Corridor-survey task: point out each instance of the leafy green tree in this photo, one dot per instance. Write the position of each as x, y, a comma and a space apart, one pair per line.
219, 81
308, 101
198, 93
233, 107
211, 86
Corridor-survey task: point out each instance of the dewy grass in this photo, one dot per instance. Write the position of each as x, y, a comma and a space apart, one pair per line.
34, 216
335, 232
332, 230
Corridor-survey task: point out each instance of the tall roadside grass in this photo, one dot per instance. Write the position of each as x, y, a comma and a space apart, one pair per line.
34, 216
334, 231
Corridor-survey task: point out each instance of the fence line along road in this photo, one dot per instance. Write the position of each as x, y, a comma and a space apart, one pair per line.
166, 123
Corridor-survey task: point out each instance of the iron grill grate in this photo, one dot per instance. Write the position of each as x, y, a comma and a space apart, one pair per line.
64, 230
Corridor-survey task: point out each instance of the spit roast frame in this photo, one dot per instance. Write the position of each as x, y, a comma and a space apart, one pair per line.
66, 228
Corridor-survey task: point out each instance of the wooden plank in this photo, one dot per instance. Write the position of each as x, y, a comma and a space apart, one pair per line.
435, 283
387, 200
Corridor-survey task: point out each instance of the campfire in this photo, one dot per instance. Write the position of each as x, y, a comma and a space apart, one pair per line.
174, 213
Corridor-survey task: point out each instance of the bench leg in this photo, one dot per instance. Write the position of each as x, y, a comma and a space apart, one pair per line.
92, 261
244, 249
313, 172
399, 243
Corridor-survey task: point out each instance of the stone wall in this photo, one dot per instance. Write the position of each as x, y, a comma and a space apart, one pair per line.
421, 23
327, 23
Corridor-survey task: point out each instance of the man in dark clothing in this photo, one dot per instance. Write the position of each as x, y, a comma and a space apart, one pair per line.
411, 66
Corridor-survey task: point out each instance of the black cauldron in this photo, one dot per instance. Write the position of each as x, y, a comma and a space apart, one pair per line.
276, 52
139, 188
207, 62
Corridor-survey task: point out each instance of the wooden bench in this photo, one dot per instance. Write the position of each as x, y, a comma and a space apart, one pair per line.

------------------------------------

Every line must be copied exactly as it stands above.

• [SOLVED EXERCISE]:
Corridor-survey task: point out each instance of the leafy green tree in this photo, one dot per instance. Write the position of each as x, y, a comma and a space apart, one pair per line.
219, 81
308, 101
198, 93
233, 107
211, 86
Corridor-survey task: point out each instance of the dewy grass in this photo, one dot per instance. Write the position of each as x, y, a comma and a space apart, one pair per line.
34, 216
335, 232
332, 230
Corridor-survey task: point out each instance of the tall roadside grass in this photo, one dot per instance. Write the position of each as x, y, a comma and a space apart, one pair per line.
34, 216
334, 231
Corridor-survey task: point out each instance of the fence line along road in this photo, one dot per instance. Write the position of each as x, y, a comma and a space apart, one pair per line.
166, 123
Corridor-survey task: point out each instance of the iron grill grate in this photo, one dot per instance. Write the position of each as x, y, a comma and a space apart, one pair per line.
64, 230
Corridor-survey task: point out each instance of the spit roast frame in this photo, one dot per instance. Write the position of each as x, y, a comma and a space apart, one pair per line.
66, 228
Corridor-survey task: point out each instance of the wooden plank in this photo, one dot per instance. Write the position of each as x, y, a comma and a space apart, one pair per line.
435, 283
387, 200
Corridor-survey task: point out each instance of the campfire in this photo, one dot per instance. Write the position of each as x, y, a comma and a space apart, one pair per line.
174, 213
Corridor-survey task: point out each instance of the bench leg in this photo, one dot per instance. Write the position of each as x, y, a comma and a space apart, one pair per line.
92, 261
244, 249
313, 172
399, 243
Corridor-survey task: point out each instance of the stone wall in this photo, one dot per instance. Write the position of each as x, y, a comma and a space apart, one pair per line.
421, 23
327, 23
Corridor-survey task: point out each instance of the man in dark clothing in this photo, one dot per instance. Write the position of each as x, y, a comma and a space apart, one pair per line.
411, 66
Corridor-survey task: point out each instance of the black cauldron in this photo, one dot per instance. Write the position of each as x, y, a comma and a space apart, one pair per line.
276, 52
139, 188
207, 62
Corridor-survey task: point out each instance of the wooden bench in this photo, one dot per instance. Write the position of each as x, y, a comma and a space apart, one pair per line.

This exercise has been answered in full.